• _STATED PROBLEM_
Quote the following data line for line, with no changes.

-- start RAW DATA --

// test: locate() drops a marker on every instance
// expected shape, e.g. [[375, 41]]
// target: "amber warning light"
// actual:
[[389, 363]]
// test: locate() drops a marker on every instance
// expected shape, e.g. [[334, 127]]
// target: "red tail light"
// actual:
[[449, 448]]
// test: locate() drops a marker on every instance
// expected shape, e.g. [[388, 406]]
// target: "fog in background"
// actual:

-- end RAW DATA --

• _FINISHED TASK_
// test: locate() drops a marker on every instance
// expected shape, e.g. [[375, 41]]
// target: "amber warning light"
// actual:
[[389, 363]]
// test: locate() drops a marker on every instance
// expected shape, e.g. [[334, 127]]
// target: "red tail light"
// actual:
[[449, 448]]
// test: locate() drops a marker on every instance
// expected shape, e.g. [[388, 406]]
// target: "fog in background"
// actual:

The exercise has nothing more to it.